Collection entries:
══════════

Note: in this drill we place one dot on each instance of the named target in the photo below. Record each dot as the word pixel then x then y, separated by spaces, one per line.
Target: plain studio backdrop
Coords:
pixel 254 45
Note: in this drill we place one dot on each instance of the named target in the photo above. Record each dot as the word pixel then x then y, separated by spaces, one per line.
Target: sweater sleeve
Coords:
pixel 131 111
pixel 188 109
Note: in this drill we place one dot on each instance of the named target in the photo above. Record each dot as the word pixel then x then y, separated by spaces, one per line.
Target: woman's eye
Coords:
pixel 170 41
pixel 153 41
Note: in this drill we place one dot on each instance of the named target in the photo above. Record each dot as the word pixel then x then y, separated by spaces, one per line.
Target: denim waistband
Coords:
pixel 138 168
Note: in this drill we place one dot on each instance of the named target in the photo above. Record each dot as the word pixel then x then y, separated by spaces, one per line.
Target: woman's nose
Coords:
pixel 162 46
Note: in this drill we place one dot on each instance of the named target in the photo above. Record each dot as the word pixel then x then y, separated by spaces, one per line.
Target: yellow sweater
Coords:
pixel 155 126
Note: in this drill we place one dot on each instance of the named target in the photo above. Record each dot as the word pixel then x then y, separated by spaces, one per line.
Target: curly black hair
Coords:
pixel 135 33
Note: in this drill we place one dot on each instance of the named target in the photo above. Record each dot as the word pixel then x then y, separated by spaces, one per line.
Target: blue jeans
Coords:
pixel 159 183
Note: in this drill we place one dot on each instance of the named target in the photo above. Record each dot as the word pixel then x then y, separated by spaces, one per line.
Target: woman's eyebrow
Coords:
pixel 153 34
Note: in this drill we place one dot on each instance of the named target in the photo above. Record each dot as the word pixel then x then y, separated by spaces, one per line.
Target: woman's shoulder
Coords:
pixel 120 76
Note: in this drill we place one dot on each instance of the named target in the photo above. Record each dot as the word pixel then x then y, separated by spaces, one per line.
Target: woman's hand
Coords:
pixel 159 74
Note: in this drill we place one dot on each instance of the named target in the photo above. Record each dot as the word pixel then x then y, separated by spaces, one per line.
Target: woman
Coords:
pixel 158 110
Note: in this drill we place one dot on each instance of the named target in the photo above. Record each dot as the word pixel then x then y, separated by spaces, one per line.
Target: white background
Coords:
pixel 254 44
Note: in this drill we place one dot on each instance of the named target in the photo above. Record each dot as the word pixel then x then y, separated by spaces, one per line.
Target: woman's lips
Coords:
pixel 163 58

══════════

**What you will do**
The records above should be restated word for word in their entirety.

**Exercise solution**
Note: in this drill we place one dot on each instance of the named target in the photo below. Record each dot as the word pixel then x then y, separated by spaces, one per line.
Target: plain studio backdrop
Coords:
pixel 254 45
Note: in this drill we place one dot on each instance of the named target in the photo above. Record each dot as the word pixel then x then y, separated by spaces, one per line.
Target: sweater sleeve
Coords:
pixel 131 111
pixel 188 109
Note: in this drill we place one dot on each instance of the named target in the photo above. Record each dot as the word pixel then x then y, separated by spaces, one per line.
Target: woman's eye
Coords:
pixel 170 41
pixel 153 41
Note: in this drill we place one dot on each instance of the named target in the photo above. Record each dot as the word pixel then x then y, separated by spaces, one per line.
Target: denim waistband
Coords:
pixel 138 168
Note: in this drill we place one dot on each instance of the named target in the photo above. Record each dot as the word pixel then x then y, separated by spaces, one per line.
Target: woman's nose
Coords:
pixel 162 46
Note: in this drill we place one dot on each instance of the named target in the photo above. Record each dot as the word pixel then x then y, separated by spaces, one per line.
Target: yellow sweater
Coords:
pixel 155 126
Note: in this drill we place one dot on each instance of the named target in the photo above. Record each dot as the word pixel then x then y, separated by spaces, one per line.
Target: curly black hair
Coords:
pixel 135 33
Note: in this drill we place one dot on each instance of the named target in the photo above. Record each dot as the word pixel then x then y, separated by spaces, one per line.
Target: blue jeans
Coords:
pixel 159 183
Note: in this drill we place one dot on each instance of the named target in the photo above. Record each dot as the word pixel then x then y, separated by spaces, one per line.
Target: woman's eyebrow
Coords:
pixel 153 34
Note: in this drill we place one dot on each instance of the named target in the photo above. Record each dot as the word pixel then x then y, separated by spaces, one per line.
Target: woman's shoulder
Coords:
pixel 120 76
Note: in this drill we place one dot on each instance of the named target in the photo above. Record each dot as the word pixel then x then y, separated by spaces, one per line.
Target: woman's hand
Coords:
pixel 159 74
Note: in this drill we place one dot on each instance of the named target in the photo above. Record each dot as the word pixel then x then y, separated by spaces, one per line.
Target: woman
Coords:
pixel 158 110
Note: in this drill we place one dot on each instance of the named target in the photo above. Record each dot as the word pixel then x then y, separated by spaces, one per line.
Target: white background
Coords:
pixel 254 44
Note: in this drill we place one dot on each instance of the named target in the photo above. Record each dot as the word pixel then x then y, separated by spaces, one per line.
Target: woman's lips
Coords:
pixel 163 58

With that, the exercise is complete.